**Data**
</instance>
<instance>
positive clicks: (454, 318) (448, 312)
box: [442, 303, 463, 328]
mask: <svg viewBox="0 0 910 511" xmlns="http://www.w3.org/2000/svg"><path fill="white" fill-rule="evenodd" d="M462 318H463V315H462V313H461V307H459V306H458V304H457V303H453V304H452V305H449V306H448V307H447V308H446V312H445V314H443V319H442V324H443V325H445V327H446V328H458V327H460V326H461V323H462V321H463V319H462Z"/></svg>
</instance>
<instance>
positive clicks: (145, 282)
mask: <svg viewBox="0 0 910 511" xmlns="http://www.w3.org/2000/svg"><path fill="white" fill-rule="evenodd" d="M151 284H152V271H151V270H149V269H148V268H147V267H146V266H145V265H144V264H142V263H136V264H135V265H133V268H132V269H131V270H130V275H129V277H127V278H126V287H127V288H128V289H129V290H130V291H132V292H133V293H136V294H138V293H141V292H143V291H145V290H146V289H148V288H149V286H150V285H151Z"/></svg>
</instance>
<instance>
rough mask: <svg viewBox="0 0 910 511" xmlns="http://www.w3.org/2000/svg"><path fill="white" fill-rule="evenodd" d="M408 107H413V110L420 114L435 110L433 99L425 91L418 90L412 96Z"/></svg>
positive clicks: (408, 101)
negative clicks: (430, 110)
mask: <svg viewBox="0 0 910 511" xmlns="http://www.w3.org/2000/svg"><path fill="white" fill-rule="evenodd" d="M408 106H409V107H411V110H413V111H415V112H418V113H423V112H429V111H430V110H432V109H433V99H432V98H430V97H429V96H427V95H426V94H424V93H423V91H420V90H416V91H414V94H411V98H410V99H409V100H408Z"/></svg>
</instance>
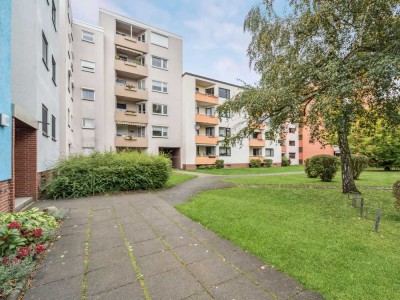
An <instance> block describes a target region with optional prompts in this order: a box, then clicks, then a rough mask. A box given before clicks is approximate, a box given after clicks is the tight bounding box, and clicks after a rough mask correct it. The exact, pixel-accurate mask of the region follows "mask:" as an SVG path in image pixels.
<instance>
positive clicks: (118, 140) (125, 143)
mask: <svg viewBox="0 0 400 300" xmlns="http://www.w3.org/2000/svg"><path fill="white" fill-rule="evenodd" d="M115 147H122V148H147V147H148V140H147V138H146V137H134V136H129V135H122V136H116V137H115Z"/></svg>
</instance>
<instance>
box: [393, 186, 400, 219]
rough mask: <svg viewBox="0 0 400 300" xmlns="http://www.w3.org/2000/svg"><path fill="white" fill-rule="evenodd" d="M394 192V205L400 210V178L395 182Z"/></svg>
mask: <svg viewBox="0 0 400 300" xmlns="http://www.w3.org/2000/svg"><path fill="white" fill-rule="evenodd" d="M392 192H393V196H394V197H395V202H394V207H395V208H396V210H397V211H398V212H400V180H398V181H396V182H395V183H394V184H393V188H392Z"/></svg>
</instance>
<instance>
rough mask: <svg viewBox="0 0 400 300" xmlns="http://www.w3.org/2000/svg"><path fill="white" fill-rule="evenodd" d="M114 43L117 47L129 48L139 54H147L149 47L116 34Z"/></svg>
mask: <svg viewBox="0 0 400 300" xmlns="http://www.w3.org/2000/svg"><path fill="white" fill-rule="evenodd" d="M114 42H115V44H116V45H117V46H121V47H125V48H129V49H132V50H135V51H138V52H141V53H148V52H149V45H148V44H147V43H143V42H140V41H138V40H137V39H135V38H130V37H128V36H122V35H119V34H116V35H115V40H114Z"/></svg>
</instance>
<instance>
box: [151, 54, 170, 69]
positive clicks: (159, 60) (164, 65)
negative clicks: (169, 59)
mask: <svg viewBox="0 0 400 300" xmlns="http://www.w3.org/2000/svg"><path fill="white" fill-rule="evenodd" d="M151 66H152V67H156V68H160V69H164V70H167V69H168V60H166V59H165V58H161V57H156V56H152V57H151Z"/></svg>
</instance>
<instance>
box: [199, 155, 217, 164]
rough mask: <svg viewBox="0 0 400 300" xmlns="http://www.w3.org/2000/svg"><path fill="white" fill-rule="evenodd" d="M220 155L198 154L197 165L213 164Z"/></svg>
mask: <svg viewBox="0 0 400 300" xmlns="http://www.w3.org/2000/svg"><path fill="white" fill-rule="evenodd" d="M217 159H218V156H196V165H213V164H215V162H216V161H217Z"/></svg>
---
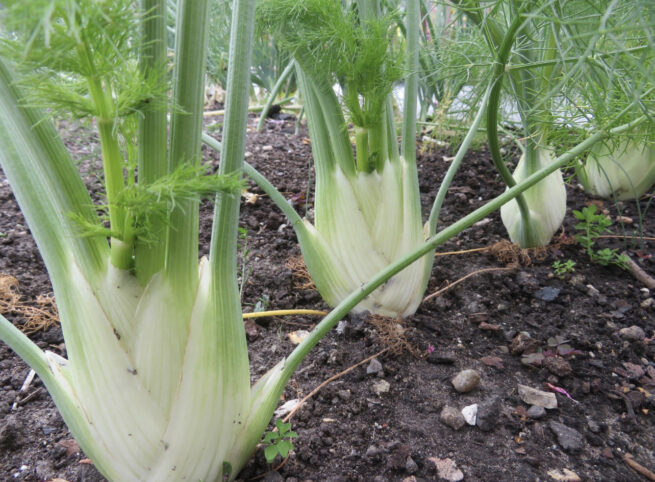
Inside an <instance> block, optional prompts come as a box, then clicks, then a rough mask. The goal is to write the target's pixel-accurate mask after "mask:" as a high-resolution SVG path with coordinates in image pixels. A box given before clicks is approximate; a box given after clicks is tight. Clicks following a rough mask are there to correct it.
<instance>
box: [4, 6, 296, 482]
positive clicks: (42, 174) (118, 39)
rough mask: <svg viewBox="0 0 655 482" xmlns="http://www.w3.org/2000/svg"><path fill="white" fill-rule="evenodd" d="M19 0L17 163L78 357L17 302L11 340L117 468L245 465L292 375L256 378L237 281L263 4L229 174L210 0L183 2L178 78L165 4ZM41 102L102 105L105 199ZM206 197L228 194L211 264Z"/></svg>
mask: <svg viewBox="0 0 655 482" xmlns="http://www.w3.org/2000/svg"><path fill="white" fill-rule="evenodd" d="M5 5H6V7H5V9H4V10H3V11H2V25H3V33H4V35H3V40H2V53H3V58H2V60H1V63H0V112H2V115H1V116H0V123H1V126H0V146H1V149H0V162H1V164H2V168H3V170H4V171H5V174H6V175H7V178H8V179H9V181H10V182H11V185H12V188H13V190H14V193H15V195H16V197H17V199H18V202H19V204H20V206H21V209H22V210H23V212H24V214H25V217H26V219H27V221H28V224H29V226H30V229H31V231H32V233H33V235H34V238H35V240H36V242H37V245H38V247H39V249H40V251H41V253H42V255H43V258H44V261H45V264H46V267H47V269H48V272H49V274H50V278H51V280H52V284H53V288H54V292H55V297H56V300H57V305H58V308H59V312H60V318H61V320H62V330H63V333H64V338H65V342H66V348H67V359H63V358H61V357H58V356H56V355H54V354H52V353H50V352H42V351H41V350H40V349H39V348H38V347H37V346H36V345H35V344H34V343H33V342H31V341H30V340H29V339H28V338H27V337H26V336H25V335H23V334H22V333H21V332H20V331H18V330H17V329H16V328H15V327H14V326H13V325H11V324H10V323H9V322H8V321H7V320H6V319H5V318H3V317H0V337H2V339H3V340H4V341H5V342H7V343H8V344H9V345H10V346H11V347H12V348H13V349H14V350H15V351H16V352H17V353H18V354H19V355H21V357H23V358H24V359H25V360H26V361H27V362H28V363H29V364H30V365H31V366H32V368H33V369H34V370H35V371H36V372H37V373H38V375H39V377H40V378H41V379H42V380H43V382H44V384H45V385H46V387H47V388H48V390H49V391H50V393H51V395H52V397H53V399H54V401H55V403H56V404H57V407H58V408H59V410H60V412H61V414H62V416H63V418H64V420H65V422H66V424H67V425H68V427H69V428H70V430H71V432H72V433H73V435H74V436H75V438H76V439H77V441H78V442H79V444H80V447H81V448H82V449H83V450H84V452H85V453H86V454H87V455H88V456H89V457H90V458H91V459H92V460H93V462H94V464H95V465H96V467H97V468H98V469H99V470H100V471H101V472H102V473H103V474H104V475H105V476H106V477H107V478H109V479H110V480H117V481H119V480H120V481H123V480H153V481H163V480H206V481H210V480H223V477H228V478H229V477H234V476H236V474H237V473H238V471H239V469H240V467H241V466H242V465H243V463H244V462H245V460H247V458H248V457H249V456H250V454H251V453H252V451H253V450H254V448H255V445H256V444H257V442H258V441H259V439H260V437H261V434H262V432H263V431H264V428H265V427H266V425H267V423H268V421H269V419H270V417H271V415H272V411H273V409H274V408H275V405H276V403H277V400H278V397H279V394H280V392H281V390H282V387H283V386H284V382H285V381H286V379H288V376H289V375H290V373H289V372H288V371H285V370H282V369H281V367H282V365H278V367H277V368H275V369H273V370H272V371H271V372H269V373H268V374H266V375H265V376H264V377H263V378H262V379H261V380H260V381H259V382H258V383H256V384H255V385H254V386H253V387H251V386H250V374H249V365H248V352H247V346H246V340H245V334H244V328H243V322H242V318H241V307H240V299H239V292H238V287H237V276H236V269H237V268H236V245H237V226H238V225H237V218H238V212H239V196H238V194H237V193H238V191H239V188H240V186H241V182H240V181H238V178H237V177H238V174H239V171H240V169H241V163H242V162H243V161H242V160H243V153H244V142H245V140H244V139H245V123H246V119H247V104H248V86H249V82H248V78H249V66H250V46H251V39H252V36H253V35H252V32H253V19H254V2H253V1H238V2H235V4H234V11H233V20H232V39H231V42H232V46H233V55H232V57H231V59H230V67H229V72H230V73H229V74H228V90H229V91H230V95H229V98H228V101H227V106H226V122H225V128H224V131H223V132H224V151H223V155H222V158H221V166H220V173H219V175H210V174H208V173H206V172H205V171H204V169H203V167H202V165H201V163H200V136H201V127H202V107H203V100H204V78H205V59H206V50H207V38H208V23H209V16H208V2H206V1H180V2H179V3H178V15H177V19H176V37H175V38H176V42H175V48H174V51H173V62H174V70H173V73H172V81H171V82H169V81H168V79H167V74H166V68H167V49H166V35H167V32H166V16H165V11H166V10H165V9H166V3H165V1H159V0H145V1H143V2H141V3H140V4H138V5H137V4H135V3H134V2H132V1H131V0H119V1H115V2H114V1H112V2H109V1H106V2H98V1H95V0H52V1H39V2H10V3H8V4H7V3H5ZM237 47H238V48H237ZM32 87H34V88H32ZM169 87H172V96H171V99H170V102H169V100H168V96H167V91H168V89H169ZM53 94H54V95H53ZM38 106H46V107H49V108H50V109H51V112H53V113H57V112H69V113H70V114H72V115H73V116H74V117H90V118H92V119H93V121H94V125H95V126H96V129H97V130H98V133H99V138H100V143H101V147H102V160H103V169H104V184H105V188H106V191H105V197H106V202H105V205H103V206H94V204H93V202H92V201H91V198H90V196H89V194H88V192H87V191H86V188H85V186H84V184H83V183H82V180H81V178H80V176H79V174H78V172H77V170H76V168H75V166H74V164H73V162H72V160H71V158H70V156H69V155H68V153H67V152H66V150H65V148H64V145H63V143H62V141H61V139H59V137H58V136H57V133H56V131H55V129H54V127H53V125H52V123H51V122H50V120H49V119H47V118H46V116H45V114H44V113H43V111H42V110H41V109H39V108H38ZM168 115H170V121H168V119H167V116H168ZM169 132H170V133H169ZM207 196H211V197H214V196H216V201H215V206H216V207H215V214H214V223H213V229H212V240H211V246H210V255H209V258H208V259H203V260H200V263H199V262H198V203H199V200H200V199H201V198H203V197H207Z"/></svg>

**Exercise goal**
Please filter the data down to the lines containing the word "correct".

**Result of the task**
An <instance> block describes a target region with optional prompts in this order: a box, then clicks, then a rough mask. A box given before clicks is approximate, a box given after clicks is the tight bounding box, and clicks after a rough mask correct it. The exact, pixel-accurate mask of the region follows "mask:" as an SVG path in image pixels.
Inside an <instance> block, optional prompts come as a box, then clicks, then a rough mask. The goal is to write the target's pixel-accurate mask after "mask:" as a high-resolution SVG path with coordinates in image pixels. A box given before clicks is approximate; a box given after clicks is tight. Clicks following a rough mask are there to correct it.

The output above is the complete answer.